■ **ACTIVITY**:
Copy every line in the records below that contains the word "hillside".

■ **INFORMATION**:
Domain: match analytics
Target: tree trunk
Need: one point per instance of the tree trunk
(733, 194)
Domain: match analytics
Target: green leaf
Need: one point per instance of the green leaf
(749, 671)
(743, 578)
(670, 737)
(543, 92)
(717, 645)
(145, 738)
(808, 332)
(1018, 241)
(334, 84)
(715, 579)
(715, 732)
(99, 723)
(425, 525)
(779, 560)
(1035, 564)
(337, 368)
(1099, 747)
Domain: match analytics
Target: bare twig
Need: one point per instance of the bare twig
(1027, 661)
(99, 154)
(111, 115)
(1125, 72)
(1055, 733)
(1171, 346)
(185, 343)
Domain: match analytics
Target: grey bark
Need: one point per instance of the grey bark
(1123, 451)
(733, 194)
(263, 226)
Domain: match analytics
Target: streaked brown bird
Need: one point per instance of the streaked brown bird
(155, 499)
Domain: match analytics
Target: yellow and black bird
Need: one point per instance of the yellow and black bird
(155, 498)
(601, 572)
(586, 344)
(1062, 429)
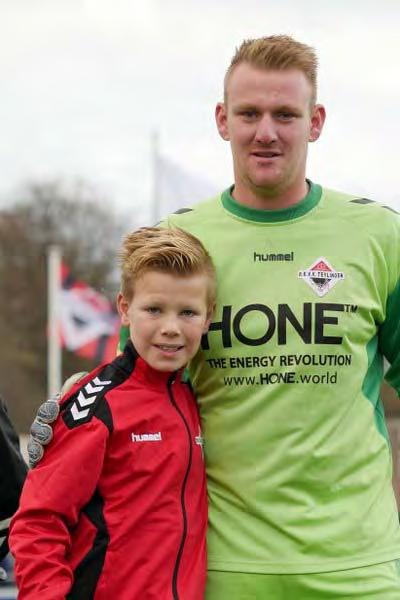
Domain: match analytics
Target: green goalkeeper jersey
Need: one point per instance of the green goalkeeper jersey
(288, 382)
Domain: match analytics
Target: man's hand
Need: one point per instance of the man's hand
(41, 432)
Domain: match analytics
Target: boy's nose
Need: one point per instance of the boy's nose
(170, 327)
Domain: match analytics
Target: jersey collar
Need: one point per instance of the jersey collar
(273, 216)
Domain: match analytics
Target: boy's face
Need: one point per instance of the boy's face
(167, 316)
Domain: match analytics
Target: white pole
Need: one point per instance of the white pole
(53, 320)
(155, 159)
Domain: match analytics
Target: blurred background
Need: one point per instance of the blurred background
(106, 123)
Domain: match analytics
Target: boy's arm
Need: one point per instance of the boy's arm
(53, 496)
(12, 475)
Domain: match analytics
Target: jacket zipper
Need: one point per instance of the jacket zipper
(184, 532)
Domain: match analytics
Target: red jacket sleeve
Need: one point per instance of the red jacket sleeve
(52, 498)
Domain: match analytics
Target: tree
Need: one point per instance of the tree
(89, 233)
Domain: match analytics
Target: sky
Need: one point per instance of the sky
(86, 85)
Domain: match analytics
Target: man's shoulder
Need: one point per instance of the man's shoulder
(361, 211)
(358, 203)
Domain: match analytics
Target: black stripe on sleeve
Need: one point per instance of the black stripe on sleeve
(88, 572)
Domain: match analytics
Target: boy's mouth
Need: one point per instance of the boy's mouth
(169, 347)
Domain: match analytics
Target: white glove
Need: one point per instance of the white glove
(41, 432)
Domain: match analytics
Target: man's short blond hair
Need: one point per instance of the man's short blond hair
(276, 52)
(170, 250)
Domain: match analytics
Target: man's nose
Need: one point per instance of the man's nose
(266, 130)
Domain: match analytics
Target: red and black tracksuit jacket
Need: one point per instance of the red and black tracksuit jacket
(12, 475)
(117, 507)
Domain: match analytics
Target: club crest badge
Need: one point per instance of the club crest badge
(321, 276)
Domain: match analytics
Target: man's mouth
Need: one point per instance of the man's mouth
(266, 154)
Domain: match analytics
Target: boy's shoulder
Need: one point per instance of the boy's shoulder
(86, 398)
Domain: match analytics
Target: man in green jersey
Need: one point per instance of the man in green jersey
(288, 378)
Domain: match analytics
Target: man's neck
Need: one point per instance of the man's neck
(264, 199)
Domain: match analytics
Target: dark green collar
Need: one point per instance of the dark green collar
(273, 216)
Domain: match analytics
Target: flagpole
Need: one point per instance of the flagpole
(155, 159)
(53, 320)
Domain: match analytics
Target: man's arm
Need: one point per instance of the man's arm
(12, 475)
(53, 496)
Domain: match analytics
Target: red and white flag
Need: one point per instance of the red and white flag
(89, 325)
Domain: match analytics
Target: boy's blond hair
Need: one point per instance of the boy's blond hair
(171, 250)
(276, 52)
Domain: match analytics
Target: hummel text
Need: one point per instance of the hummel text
(271, 257)
(146, 437)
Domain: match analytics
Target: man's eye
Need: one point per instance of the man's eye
(285, 116)
(249, 114)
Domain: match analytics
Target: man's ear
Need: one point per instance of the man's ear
(122, 307)
(318, 115)
(221, 120)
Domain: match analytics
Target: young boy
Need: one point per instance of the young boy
(117, 506)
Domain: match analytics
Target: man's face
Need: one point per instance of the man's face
(167, 316)
(269, 119)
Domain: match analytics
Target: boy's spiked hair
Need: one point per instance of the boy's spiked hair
(279, 52)
(170, 250)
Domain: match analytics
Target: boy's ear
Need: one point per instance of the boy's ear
(122, 307)
(209, 319)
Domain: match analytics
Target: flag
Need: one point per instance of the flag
(177, 188)
(89, 325)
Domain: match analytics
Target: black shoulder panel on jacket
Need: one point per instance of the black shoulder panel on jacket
(89, 400)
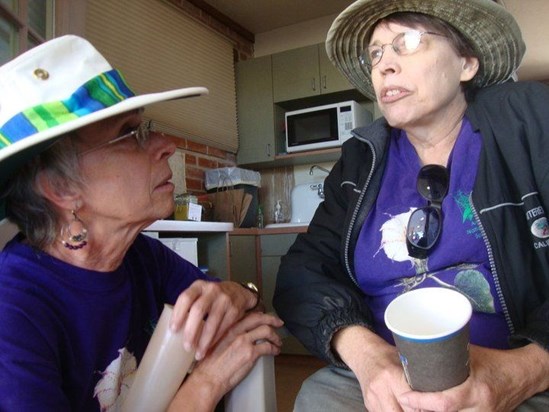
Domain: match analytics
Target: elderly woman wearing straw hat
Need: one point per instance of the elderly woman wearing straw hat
(81, 174)
(450, 188)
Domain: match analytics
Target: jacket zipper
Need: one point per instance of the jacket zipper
(493, 268)
(355, 214)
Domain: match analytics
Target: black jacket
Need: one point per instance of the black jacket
(316, 291)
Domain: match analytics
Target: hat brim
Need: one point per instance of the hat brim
(17, 154)
(489, 28)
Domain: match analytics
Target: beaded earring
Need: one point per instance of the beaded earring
(74, 235)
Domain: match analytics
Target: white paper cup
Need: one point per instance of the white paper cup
(431, 331)
(161, 371)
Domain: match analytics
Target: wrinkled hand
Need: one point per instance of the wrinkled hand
(206, 310)
(500, 380)
(228, 362)
(376, 365)
(235, 354)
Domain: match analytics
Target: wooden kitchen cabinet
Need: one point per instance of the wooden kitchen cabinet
(305, 72)
(256, 119)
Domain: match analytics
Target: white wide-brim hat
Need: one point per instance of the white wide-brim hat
(487, 26)
(57, 87)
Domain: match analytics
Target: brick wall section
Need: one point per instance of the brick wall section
(198, 159)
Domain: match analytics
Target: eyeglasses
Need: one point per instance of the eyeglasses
(403, 44)
(425, 223)
(141, 135)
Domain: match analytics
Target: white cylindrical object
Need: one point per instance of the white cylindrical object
(256, 392)
(161, 371)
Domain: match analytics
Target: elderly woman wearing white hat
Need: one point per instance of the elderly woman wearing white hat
(81, 174)
(450, 188)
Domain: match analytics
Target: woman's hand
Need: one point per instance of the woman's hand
(376, 365)
(206, 310)
(500, 380)
(228, 362)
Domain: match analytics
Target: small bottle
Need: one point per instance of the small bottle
(279, 215)
(260, 221)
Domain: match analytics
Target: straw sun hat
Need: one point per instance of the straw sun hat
(58, 87)
(489, 28)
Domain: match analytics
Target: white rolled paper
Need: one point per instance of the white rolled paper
(161, 371)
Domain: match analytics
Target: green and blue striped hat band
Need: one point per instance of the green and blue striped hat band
(57, 87)
(102, 91)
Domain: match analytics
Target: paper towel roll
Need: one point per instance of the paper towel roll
(161, 371)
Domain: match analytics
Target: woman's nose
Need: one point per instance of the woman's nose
(162, 144)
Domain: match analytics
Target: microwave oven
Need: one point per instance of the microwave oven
(323, 126)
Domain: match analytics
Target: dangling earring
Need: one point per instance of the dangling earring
(74, 241)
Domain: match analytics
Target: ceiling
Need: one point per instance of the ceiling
(259, 16)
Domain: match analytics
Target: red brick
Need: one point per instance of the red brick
(207, 163)
(190, 159)
(197, 147)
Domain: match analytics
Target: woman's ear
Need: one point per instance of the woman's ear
(63, 196)
(469, 68)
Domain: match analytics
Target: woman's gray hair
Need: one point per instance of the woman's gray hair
(27, 207)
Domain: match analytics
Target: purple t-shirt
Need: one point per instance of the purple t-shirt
(459, 260)
(71, 338)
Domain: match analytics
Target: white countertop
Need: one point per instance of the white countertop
(189, 226)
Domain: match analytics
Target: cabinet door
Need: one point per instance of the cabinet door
(296, 74)
(331, 79)
(243, 259)
(255, 111)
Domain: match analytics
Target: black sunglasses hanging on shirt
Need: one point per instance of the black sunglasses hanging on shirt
(425, 223)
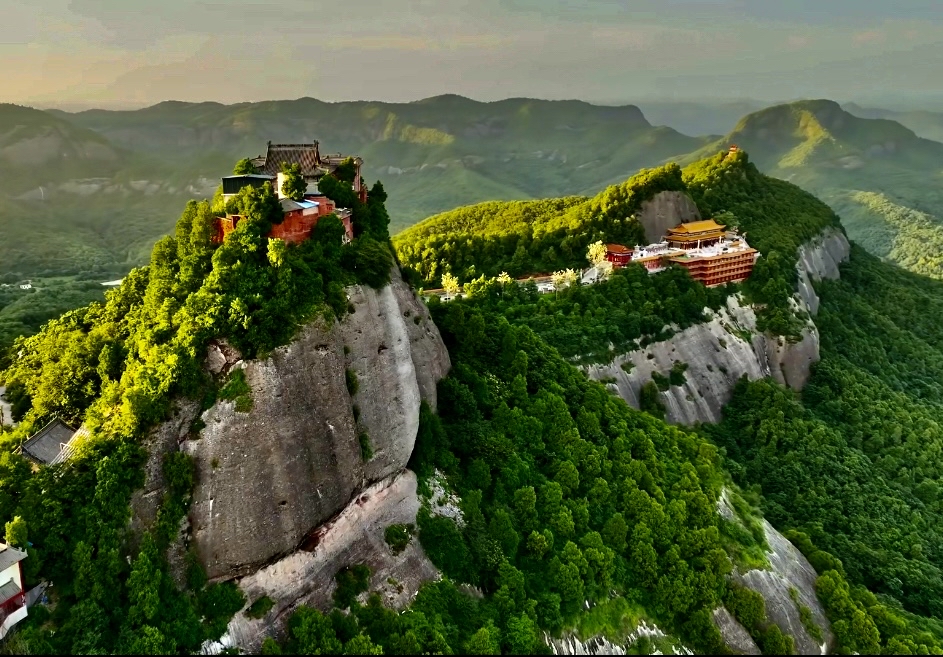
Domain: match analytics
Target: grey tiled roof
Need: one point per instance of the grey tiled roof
(9, 556)
(305, 155)
(8, 590)
(44, 446)
(67, 451)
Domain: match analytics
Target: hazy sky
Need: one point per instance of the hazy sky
(137, 52)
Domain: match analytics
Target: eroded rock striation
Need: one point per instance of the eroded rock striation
(269, 476)
(820, 259)
(728, 346)
(786, 586)
(663, 211)
(356, 535)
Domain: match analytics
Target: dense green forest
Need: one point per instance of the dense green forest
(527, 238)
(881, 177)
(852, 466)
(22, 312)
(112, 182)
(567, 494)
(594, 323)
(116, 367)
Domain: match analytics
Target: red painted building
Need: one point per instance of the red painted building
(300, 219)
(618, 255)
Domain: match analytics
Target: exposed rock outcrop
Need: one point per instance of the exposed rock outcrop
(570, 644)
(734, 634)
(356, 535)
(268, 477)
(666, 210)
(820, 259)
(161, 440)
(728, 346)
(717, 352)
(789, 575)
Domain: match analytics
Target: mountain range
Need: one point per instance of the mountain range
(881, 177)
(108, 184)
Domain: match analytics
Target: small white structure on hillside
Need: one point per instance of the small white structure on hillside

■ **SOLUTION**:
Target: small white structure on hillside
Need: one point per instance of the small white structure on hillside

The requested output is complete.